-- Start of SOURCE PASSAGE --

How can you deal with pirates with a small family crew? There still seems to remain a certain romantic idea of pirates, highway men or the mafia possibly created by historical and even modern films. The Volvo ocean race had as a participant called “Pirates of the Caribbean” named after a highly successful film starring Johnny Depp. The reality is very different from what is portrayed in these productions, pirates are murderous thieves that will not hesitate to kill you and your family to steal your possessions or kidnap and ransom you or members of your crew. It is interesting that when this happens on land it is considered heinous, that is to say that there are no modern day romantic kidnapers or murderers but if they happen to be at sea and they are called pirates then this seems to have a more acceptable aspect. My suspicion is that as most land based people will never be confronted with pirates and they will not have to deal with the consequences of these criminals or finding ways to counter them; they consider them as existing in another world either geographically or historically. They are confined to the imagination, except for mariners, fueled by films and are as unreal or unlikely as an encounter with Bengal tiger in major city.
     The reality for a modern day world cruising yacht is that not only pirates exist in several parts of the world but they are extending their zones of action.
     There are three types of groups commonly referred to as Pirates. The first is a military type of operation where a band of heavily armed men with rocket propelled grenades and automatic assault rifles attack vessels including large ships in one or several fast motor boats. These pirates operate around the horn of Africa and as far south as the Seychelles There are others in the Malacca straits close to Singapore. For normal yachtsman there is no effective defense against these people. There are convoys set up to protect shipping and yachts around the horn of Africa but a minimum speed is required to stay within the convoy. The only means to avoid the pirates is not to go to areas that they operated in. The sailing yacht Quest was captured by pirates in this area in January 2011 and all four crew were murdered; the yacht had joined a rally to get to the Mediterranean from the Indian Ocean and was sailing alone when it was attacked. A Danish family was kidnapped a few weeks later in the same area and held to ransom. A French couple sailing from the Mediterranean to Thailand in their catamaran in October 2011 was captured, the skipper was murdered and his wife was taken off their boat, fortunately she was rescued by the Spanish Navy. There is no way for the US and European Navies to effectively police such a vast area of sea, which is greater than the surface area of Europe. Until a solution to this piracy problem is found, which is more likely to be economic rather than military, I would strongly recommend avoiding this area. The alternatives are either to sail around Cape of Good Hope or have the boat shipped from Thailand to Suez in Egypt.

-- End of SOURCE PASSAGE --

Continue the piece on piracy and cruising yachts, starting after its last sentence.

-- Start of DATASET ENTRIES --

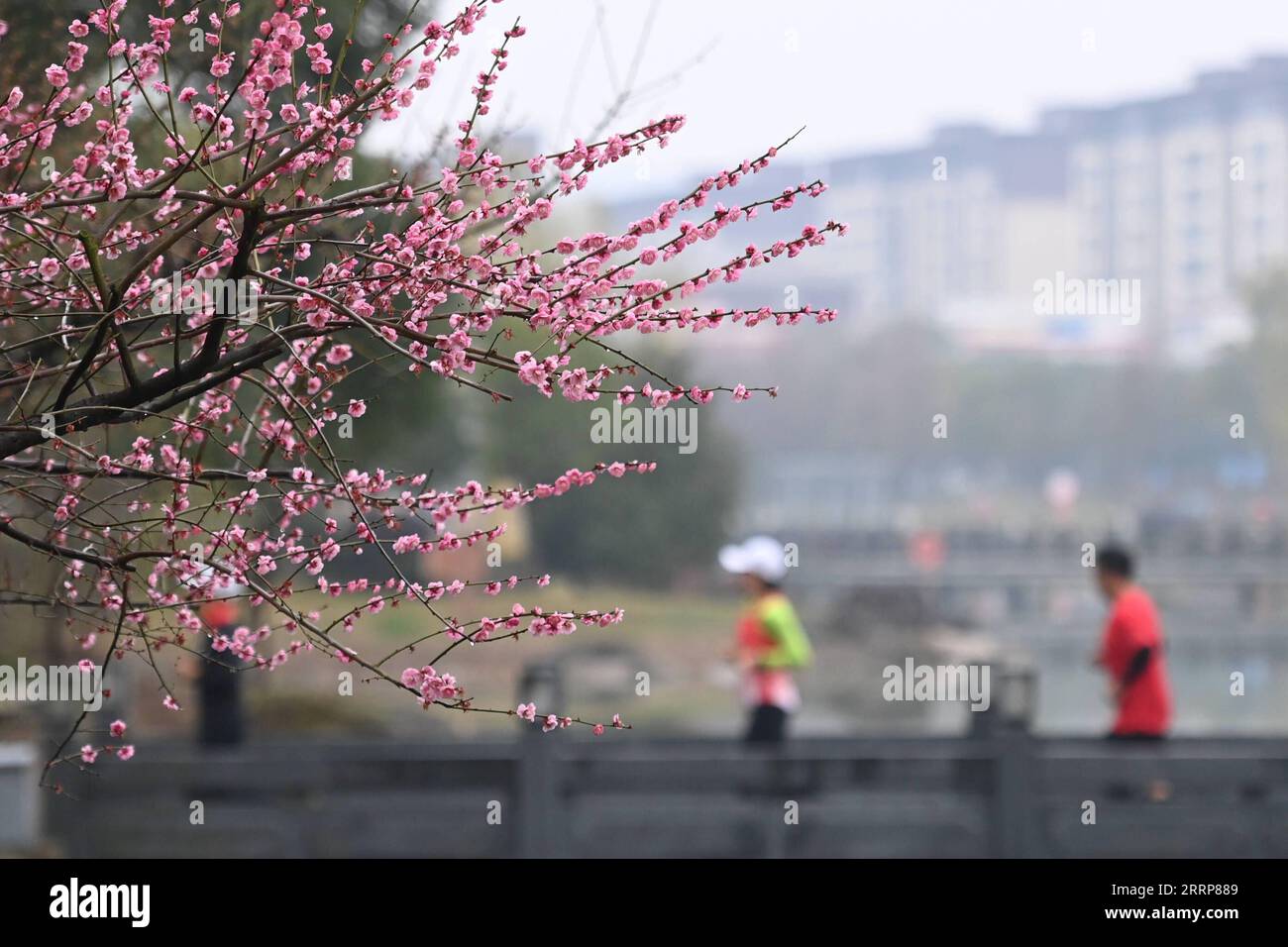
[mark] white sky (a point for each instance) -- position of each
(861, 73)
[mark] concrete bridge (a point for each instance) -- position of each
(999, 792)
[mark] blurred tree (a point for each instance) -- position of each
(651, 528)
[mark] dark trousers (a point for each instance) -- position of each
(768, 724)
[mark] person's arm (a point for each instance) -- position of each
(1137, 665)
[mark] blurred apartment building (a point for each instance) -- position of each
(1108, 232)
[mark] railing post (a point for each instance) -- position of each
(540, 806)
(1005, 727)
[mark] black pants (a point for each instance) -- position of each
(768, 724)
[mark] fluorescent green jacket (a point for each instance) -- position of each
(791, 647)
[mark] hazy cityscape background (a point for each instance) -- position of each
(1146, 146)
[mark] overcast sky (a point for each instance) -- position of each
(862, 75)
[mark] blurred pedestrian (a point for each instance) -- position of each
(1131, 651)
(771, 642)
(220, 719)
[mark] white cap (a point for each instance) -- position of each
(760, 556)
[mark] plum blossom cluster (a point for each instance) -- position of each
(170, 457)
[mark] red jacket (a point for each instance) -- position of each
(1145, 703)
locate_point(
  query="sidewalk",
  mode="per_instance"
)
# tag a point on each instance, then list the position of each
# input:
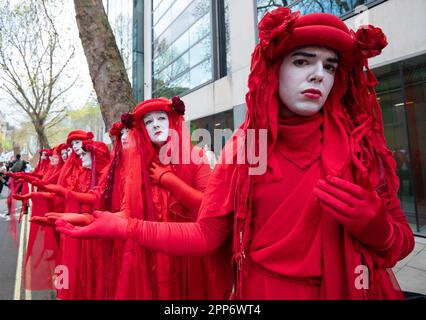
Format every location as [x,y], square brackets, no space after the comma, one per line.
[411,271]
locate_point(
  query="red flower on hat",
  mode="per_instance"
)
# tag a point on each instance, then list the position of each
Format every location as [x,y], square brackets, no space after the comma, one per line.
[89,147]
[127,120]
[116,128]
[178,105]
[275,23]
[369,42]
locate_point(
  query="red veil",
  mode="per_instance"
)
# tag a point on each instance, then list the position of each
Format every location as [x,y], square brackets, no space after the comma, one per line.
[42,248]
[353,147]
[146,274]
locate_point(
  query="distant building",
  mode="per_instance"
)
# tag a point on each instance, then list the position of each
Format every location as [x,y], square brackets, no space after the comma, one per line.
[201,50]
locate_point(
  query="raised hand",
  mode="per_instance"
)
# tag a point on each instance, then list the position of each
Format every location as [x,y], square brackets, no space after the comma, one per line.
[157,172]
[362,212]
[106,226]
[55,188]
[76,219]
[42,221]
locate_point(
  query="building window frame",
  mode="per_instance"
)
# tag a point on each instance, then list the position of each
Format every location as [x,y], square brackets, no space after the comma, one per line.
[218,45]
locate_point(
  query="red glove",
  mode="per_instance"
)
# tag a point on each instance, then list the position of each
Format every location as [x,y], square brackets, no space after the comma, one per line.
[56,188]
[106,226]
[14,174]
[87,198]
[46,195]
[76,219]
[157,172]
[189,197]
[42,221]
[362,212]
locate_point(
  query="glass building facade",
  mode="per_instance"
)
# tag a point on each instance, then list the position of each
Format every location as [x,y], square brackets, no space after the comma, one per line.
[402,97]
[185,55]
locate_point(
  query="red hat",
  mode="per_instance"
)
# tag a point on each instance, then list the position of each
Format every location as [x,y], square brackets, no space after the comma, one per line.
[62,146]
[79,135]
[159,104]
[116,128]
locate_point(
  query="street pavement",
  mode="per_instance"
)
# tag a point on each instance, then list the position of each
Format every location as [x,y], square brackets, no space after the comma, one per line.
[12,254]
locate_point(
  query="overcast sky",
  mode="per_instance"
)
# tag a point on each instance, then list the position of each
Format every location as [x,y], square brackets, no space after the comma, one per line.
[78,95]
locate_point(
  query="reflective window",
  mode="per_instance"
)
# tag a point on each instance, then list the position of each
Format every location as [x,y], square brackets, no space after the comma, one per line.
[120,17]
[402,97]
[182,45]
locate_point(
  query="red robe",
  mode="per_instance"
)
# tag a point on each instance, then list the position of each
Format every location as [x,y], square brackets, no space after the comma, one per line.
[172,278]
[295,251]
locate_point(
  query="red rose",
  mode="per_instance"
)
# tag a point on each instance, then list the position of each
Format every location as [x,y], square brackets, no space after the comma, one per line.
[89,147]
[275,23]
[115,131]
[369,42]
[178,105]
[127,120]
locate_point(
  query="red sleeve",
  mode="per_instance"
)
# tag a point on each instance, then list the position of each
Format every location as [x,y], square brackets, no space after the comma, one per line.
[183,239]
[401,241]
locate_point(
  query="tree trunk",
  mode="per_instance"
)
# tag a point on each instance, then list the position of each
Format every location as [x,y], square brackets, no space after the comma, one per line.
[106,65]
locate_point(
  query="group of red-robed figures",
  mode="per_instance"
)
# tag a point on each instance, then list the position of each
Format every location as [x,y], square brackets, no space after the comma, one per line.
[75,178]
[322,222]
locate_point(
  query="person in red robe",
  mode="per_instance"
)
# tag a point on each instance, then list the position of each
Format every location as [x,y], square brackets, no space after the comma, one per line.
[323,220]
[107,195]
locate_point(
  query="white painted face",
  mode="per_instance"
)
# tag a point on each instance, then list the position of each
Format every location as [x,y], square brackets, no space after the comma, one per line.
[157,126]
[306,78]
[77,146]
[64,154]
[54,160]
[86,159]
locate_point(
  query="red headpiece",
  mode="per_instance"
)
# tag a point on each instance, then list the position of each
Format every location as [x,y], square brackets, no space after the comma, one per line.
[79,135]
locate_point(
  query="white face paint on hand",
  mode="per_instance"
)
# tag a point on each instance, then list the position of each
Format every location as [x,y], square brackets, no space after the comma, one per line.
[64,154]
[157,126]
[306,78]
[86,159]
[54,160]
[77,146]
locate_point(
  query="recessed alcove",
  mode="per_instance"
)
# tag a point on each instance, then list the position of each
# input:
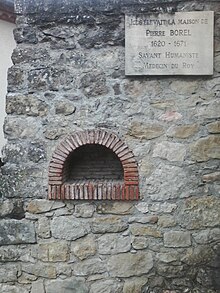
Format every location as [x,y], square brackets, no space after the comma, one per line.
[93,164]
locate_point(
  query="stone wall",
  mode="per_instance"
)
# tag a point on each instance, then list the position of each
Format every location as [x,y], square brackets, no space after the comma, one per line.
[68,75]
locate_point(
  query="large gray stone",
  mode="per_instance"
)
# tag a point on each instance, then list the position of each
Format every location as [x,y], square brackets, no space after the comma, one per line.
[106,286]
[174,152]
[127,264]
[84,247]
[8,273]
[38,206]
[177,239]
[71,285]
[206,148]
[52,251]
[113,244]
[17,232]
[199,212]
[123,208]
[38,287]
[40,270]
[89,267]
[68,228]
[85,210]
[166,182]
[13,289]
[110,224]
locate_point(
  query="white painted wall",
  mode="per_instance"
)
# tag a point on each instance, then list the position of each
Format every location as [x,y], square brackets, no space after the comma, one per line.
[7,44]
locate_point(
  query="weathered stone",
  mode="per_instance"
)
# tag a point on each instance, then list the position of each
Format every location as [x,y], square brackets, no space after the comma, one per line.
[143,207]
[214,127]
[89,267]
[73,285]
[65,108]
[16,78]
[207,236]
[10,253]
[94,84]
[36,152]
[163,207]
[113,244]
[25,105]
[183,131]
[198,255]
[174,152]
[205,149]
[177,239]
[200,212]
[168,257]
[144,220]
[140,242]
[166,182]
[128,264]
[8,273]
[6,207]
[164,104]
[13,289]
[40,270]
[84,247]
[135,285]
[170,116]
[166,221]
[39,206]
[84,210]
[143,230]
[209,110]
[106,286]
[184,87]
[169,271]
[111,224]
[26,278]
[145,131]
[68,228]
[211,177]
[38,287]
[21,127]
[52,251]
[43,228]
[124,208]
[16,232]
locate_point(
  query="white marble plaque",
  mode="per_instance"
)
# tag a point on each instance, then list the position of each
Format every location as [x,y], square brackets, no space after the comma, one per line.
[169,44]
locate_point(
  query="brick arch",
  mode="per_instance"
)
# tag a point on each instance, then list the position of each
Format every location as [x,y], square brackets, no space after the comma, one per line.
[128,189]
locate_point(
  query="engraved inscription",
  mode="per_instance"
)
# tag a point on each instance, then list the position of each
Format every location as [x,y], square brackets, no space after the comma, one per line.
[169,44]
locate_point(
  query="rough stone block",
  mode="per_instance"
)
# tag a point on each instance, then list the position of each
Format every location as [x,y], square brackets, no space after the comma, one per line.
[8,273]
[84,247]
[113,244]
[145,131]
[38,287]
[144,230]
[200,212]
[52,251]
[127,264]
[111,224]
[73,285]
[107,286]
[89,267]
[177,239]
[84,210]
[123,208]
[16,232]
[174,152]
[68,228]
[207,148]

-- End of DATASET ENTRIES --

TASK ANSWER
     The second type of pirate is not really a pirate but more of a coastal burglar who will attack boats moored in isolated bays often at night. These incidents are most frequent in places such as the north coast of Venezuela, Colombia and Guatemala.  Whilst we were in Curacao (Dutch Antilles) we heard of a couple that were murdered in Guatemala and had picked up reports of incidents of cruisers being attacked in bays recommended by a Colombian cruising guide that had been recently published on the internet. My advice is not to moor in isolated bays in these regions, if you must go then make sure there are several other boats in the bay and that you keep radio contact with them especially during the hours of darkness. We stayed over sixty miles offshore of the Colombian coast not only to avoid the extensive areas of highly disturbed waves created by the shallow depth but also to stay out of range from small coastal vessels. Friends of ours from an American boat were robbed at knife point in the center of Cartagena, Columbia and what was remarkable was that they rescued by the local police and escorted to a cashpoint where they were asked to pay $300 dollars as a “rescue fee” before returning to their boat.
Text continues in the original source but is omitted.